TASK REQUIREMENTS. Copy out the listing below line for line, with no changes to any character.

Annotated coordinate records
[Start]

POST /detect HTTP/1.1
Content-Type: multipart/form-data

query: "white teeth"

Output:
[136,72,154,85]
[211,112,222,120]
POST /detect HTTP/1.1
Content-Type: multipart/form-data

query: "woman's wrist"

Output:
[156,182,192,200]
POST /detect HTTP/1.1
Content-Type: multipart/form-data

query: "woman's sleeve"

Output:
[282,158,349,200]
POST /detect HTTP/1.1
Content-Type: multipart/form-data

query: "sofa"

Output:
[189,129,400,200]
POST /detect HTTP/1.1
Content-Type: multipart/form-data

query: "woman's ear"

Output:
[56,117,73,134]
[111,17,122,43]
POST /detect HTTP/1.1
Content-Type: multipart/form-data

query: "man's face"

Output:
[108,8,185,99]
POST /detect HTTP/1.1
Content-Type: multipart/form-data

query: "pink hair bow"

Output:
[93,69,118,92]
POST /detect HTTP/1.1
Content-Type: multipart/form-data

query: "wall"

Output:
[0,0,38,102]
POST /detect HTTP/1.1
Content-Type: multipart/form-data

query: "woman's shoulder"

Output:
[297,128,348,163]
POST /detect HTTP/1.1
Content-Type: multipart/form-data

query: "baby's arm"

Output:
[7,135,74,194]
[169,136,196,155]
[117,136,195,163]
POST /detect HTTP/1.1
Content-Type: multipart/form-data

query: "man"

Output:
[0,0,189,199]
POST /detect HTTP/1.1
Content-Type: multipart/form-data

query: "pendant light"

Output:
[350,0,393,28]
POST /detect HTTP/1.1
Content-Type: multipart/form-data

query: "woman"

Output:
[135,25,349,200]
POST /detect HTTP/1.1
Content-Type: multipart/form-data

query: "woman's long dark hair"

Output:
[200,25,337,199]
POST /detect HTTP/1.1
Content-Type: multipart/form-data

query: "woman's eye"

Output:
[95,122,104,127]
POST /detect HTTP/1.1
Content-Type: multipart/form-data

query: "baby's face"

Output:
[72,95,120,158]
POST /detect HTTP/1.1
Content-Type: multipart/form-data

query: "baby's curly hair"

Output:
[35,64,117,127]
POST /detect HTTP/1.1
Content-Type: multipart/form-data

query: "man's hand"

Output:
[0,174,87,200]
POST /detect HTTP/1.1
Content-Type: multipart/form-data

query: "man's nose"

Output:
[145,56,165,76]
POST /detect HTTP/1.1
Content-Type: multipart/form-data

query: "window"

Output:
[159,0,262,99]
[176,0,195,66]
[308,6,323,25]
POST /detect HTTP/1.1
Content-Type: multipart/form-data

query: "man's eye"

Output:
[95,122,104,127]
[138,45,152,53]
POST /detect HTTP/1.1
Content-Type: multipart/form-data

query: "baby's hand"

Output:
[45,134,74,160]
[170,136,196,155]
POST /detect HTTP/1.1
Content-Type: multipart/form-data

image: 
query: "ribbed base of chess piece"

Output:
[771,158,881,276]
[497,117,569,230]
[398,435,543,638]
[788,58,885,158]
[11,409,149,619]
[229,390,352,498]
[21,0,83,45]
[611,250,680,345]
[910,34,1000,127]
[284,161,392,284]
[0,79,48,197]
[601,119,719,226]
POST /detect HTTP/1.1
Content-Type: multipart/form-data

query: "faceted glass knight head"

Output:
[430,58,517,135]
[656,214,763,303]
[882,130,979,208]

[End]

CORRECT RESPONSE.
POST /detect HTTP/1.1
Content-Type: multipart/form-data

query: "white teeth"

Output:
[136,72,154,85]
[211,112,222,120]
POST /detect HTTP/1.1
Content-Type: multipart/form-data

query: "woman's wrist"

Output:
[156,182,192,200]
POST /detect HTTP/1.1
Content-Type: multipart/form-data

query: "woman's sleeve"

Output:
[282,158,349,200]
POST /detect HTTP/1.1
Content-Type: multipart/form-data

query: "sofa"

Output:
[189,129,400,200]
POST /detect HTTP/1.1
Content-Type: multipart/form-data

query: "woman's ear"

Output:
[56,117,73,134]
[111,17,122,43]
POST /detect HTTP/1.1
Content-Type: multipart/form-data

query: "man's face"

Output:
[108,8,185,99]
POST /detect HTTP/1.1
Content-Type: multipart/form-data

query: "pink hair bow"

Output:
[93,69,118,92]
POST /detect HTTP/1.1
Content-Type: multipart/form-data

query: "wall"

Output:
[0,0,38,102]
POST /detect HTTP/1.1
Content-Type: multipart/form-data

query: "woman's shoulder"

Output:
[297,128,348,163]
POST /detect HTTP/1.1
Content-Type: multipart/form-data

query: "baby's arm"

Output:
[7,135,74,194]
[169,136,196,155]
[117,136,195,163]
POST /detect HTTP/1.1
Content-Type: multipart/form-data

query: "man"

Output:
[0,0,189,199]
POST /detect HTTP/1.1
Content-Type: multipart/form-data

query: "pendant light"

Output:
[350,0,393,28]
POST /detect HTTP/1.1
Content-Type: multipart/form-data

query: "woman"

Output:
[135,25,349,200]
POST /detect HTTP/1.1
Content-Type: multipart/form-data

query: "woman's long dark hair"

Output:
[200,25,337,199]
POST /detect HTTP/1.1
Content-Type: multipart/form-data

query: "woman's eye"

Output:
[95,122,104,127]
POST /detect HTTP/1.1
Content-Type: multipart/form-data

query: "baby's face"

Output:
[72,95,120,158]
POST /detect HTTP/1.1
Content-Type: multipart/form-data

query: "baby's curly hair"

Output:
[35,64,117,127]
POST /detect HTTP/1.1
Content-Type: multipart/form-data

query: "man's hand"

Output:
[0,174,87,200]
POST /detect HTTP/1.1
Content-Type: multipart/form-data

query: "man's nose"

Output:
[145,56,165,76]
POST /detect HTTP/1.1
Content-Type: multipart/form-data

query: "window"

Output:
[159,0,262,99]
[176,0,195,66]
[308,6,323,25]
POST /detect HTTP/1.1
Content-Type: multipart/form-data

query: "man's eye"

Output:
[95,122,104,127]
[138,45,152,53]
POST /detect HTTP/1.1
Content-Type: multipart/form-data

query: "baby's hand"

Output:
[45,134,74,160]
[170,136,196,155]
POST /detect HTTP/1.1
Content-Type: multipart/form-data

image: 
query: "ribbed base of chess piece"

Output:
[771,158,881,276]
[497,117,569,230]
[398,435,543,638]
[788,58,885,158]
[11,409,149,619]
[229,390,352,498]
[21,0,83,45]
[611,250,680,345]
[910,34,1000,127]
[284,161,392,284]
[0,79,48,197]
[601,119,719,226]
POST /detect HTTP/1.1
Content-Type: multipart/form-data

query: "faceted glass knight head"

Output:
[430,58,517,135]
[656,214,763,303]
[882,130,979,208]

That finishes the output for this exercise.